## Material supplied
+++
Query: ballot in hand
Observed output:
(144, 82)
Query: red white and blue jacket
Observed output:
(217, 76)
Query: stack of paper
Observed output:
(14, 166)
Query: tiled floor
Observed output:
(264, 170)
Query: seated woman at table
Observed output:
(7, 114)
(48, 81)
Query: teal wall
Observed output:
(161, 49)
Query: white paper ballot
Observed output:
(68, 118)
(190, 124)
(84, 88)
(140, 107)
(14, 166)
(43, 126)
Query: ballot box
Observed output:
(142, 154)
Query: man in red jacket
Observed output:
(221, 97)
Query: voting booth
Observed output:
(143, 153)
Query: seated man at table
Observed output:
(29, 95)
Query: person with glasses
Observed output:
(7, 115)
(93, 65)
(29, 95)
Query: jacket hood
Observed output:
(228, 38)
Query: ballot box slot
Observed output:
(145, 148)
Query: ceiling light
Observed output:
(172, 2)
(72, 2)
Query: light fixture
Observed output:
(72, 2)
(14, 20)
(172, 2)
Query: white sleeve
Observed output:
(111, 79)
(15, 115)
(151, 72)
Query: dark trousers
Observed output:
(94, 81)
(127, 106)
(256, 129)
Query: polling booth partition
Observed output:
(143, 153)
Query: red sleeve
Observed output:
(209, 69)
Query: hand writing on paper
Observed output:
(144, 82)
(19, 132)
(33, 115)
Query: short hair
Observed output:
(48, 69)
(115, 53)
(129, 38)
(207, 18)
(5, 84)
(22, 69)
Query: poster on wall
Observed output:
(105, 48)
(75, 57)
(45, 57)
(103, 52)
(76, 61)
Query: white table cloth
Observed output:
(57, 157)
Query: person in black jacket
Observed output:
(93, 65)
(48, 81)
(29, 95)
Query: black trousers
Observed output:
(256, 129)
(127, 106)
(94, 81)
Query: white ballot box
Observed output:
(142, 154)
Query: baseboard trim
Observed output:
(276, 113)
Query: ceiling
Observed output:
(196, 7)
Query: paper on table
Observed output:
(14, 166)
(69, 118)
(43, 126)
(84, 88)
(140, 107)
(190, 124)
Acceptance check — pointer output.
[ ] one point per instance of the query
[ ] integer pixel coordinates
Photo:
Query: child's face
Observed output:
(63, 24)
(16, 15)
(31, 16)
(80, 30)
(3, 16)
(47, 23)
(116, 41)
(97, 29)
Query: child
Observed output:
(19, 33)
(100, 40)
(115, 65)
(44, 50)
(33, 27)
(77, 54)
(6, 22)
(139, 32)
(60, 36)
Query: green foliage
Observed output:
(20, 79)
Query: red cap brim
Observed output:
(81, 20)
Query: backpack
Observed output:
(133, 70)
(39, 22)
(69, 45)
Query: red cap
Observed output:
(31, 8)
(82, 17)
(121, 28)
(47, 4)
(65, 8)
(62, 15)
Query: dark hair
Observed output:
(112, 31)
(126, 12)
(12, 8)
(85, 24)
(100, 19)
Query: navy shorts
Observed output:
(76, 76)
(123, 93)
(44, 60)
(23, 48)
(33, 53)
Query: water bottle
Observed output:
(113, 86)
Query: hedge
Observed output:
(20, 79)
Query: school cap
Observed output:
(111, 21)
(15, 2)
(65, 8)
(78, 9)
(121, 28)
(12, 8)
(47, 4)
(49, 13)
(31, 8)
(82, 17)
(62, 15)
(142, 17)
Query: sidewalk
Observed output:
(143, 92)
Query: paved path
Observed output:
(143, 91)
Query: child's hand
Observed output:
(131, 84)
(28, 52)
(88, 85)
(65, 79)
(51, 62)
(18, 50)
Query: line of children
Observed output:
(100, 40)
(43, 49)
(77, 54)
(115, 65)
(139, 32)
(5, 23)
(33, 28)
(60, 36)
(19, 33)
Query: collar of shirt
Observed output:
+++
## Written task
Render every line of the listing above as a numbered list, omitting blank lines.

## Result for this task
1. Query: ballot in hand
2. Observed output:
3. (144, 82)
4. Query: red white and blue jacket
5. Observed output:
6. (217, 76)
7. Query: stack of paper
8. Observed output:
9. (14, 166)
10. Query: tiled floor
11. Observed output:
12. (264, 170)
13. Query: seated woman at table
14. Observed output:
15. (7, 114)
16. (48, 81)
17. Query: teal wall
18. Observed output:
19. (161, 49)
20. Query: white paper ballot
21. Observed output:
22. (68, 118)
23. (190, 124)
24. (84, 88)
25. (140, 107)
26. (14, 166)
27. (43, 126)
28. Query: ballot box
29. Observed output:
30. (142, 154)
31. Query: man in red jacket
32. Observed output:
33. (221, 97)
34. Query: voting booth
35. Observed output:
36. (143, 153)
37. Query: seated man at table
38. Observed output:
39. (29, 95)
40. Query: person with glasses
41. Observed output:
42. (7, 115)
43. (93, 65)
44. (29, 95)
45. Query: jacket hood
46. Observed output:
47. (228, 38)
48. Query: ballot box slot
49. Observed output:
50. (145, 148)
51. Query: ceiling light
52. Observed output:
53. (172, 2)
54. (72, 2)
55. Query: light fixture
56. Observed output:
57. (72, 2)
58. (14, 20)
59. (172, 2)
60. Query: white sleeve
61. Observed output:
62. (111, 79)
63. (15, 115)
64. (151, 72)
65. Query: dark trousers
66. Observed output:
67. (94, 81)
68. (127, 106)
69. (256, 129)
70. Query: polling booth partition
71. Observed output:
72. (143, 153)
73. Query: red sleeve
74. Observed output:
75. (209, 69)
76. Query: hand writing on paper
77. Observed output:
78. (144, 82)
79. (19, 132)
80. (33, 115)
81. Query: short hair
82. Observed output:
83. (48, 69)
84. (115, 53)
85. (129, 38)
86. (207, 18)
87. (5, 84)
88. (22, 69)
89. Query: poster on wall
90. Observed output:
91. (105, 48)
92. (75, 57)
93. (45, 57)
94. (103, 52)
95. (76, 61)
96. Query: white table cloth
97. Observed output:
98. (57, 157)
99. Query: person in black jacket
100. Observed output:
101. (93, 65)
102. (48, 81)
103. (29, 95)
104. Query: black trousers
105. Observed output:
106. (256, 129)
107. (127, 106)
108. (94, 81)
109. Query: white ballot box
110. Observed output:
111. (142, 154)
112. Query: baseboard trim
113. Observed output:
114. (276, 113)
115. Query: ceiling
116. Observed output:
117. (196, 7)
118. Query: paper on table
119. Observed output:
120. (14, 166)
121. (69, 118)
122. (43, 126)
123. (84, 88)
124. (140, 107)
125. (190, 124)
126. Acceptance check — pointer output.
127. [ ] one point per instance of the query
128. [ ] integer pixel coordinates
129. Photo:
130. Query: child's face
131. Observed output:
132. (63, 24)
133. (16, 15)
134. (31, 16)
135. (80, 30)
136. (3, 16)
137. (47, 23)
138. (116, 41)
139. (97, 29)
140. Query: child
141. Observed output:
142. (19, 33)
143. (100, 40)
144. (115, 65)
145. (44, 50)
146. (33, 27)
147. (77, 54)
148. (6, 22)
149. (139, 32)
150. (60, 36)
151. Query: green foliage
152. Observed output:
153. (20, 79)
154. Query: red cap brim
155. Observed output:
156. (81, 20)
157. Query: backpack
158. Observed output:
159. (133, 70)
160. (39, 22)
161. (69, 45)
162. Query: red cap
163. Observed output:
164. (31, 8)
165. (82, 17)
166. (121, 28)
167. (47, 4)
168. (65, 8)
169. (62, 15)
170. Query: dark hair
171. Observed output:
172. (112, 31)
173. (126, 12)
174. (12, 8)
175. (85, 24)
176. (100, 19)
177. Query: navy shorts
178. Observed output:
179. (76, 76)
180. (123, 93)
181. (44, 60)
182. (23, 48)
183. (33, 53)
184. Query: water bottle
185. Observed output:
186. (113, 86)
187. Query: hedge
188. Observed output:
189. (20, 79)
190. Query: school cap
191. Observed output:
192. (111, 21)
193. (15, 2)
194. (65, 8)
195. (78, 9)
196. (121, 28)
197. (12, 8)
198. (47, 4)
199. (49, 13)
200. (31, 8)
201. (82, 17)
202. (62, 15)
203. (142, 17)
204. Query: sidewalk
205. Observed output:
206. (143, 92)
207. Query: paved path
208. Observed output:
209. (143, 91)
210. Query: child's hand
211. Observed output:
212. (131, 84)
213. (28, 52)
214. (88, 85)
215. (65, 79)
216. (51, 62)
217. (18, 50)
218. Query: line of children
219. Observed output:
220. (100, 40)
221. (43, 49)
222. (77, 54)
223. (115, 65)
224. (139, 32)
225. (5, 23)
226. (33, 28)
227. (60, 36)
228. (19, 33)
229. Query: collar of shirt
230. Observed output:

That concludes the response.